Activity. Copy out every line from the records that includes "stem".

Input records.
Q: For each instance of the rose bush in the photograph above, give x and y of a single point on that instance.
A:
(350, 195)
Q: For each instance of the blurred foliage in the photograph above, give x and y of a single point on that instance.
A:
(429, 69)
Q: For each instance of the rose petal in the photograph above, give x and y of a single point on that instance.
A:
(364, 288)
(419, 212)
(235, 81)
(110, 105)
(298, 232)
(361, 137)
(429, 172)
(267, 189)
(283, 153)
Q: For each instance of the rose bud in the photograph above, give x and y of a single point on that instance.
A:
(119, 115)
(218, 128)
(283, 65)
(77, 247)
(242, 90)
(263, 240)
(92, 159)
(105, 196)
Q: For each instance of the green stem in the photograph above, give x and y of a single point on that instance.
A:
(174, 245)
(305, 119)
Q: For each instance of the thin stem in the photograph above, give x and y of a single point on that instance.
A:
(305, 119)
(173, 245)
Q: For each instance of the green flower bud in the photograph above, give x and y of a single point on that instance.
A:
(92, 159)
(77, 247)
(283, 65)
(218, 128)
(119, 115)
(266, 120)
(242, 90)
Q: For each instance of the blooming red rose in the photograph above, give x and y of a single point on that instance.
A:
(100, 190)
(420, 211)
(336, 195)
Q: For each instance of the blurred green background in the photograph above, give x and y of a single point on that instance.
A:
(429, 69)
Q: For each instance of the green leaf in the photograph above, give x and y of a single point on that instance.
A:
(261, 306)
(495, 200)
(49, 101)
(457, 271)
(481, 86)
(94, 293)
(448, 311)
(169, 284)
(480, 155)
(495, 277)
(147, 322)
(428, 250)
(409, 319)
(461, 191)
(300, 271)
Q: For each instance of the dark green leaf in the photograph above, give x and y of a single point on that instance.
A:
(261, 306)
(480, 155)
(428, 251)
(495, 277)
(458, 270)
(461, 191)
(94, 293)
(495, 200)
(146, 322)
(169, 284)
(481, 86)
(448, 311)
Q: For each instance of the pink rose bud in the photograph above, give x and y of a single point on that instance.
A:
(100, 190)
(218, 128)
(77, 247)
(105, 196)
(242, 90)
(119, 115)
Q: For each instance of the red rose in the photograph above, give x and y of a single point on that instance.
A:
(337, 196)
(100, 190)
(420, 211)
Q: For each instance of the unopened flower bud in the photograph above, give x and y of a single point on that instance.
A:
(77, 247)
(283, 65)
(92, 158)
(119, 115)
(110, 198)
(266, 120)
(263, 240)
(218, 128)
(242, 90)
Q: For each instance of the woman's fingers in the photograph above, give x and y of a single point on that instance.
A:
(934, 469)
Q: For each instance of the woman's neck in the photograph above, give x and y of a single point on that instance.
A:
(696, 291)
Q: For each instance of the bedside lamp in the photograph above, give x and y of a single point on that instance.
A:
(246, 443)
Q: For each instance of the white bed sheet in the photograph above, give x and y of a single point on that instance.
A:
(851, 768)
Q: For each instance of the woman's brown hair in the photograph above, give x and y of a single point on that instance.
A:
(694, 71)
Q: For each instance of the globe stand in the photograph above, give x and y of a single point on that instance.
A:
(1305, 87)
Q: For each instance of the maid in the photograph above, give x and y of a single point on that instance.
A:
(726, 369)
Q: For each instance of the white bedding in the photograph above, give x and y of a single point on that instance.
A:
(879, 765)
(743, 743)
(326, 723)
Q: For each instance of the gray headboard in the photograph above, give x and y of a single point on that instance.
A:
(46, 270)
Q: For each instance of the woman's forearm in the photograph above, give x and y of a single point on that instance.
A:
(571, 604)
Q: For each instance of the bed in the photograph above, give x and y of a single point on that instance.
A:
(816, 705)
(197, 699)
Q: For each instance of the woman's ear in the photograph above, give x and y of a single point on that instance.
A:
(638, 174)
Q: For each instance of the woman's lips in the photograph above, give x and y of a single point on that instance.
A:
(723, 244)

Solution to this exercise.
Q: For each instance of the green stem in the photograph above, give x and y of a single point on that instance.
Q: For each instance of the thin stem in the photograph above, give x and y of a single point on that instance.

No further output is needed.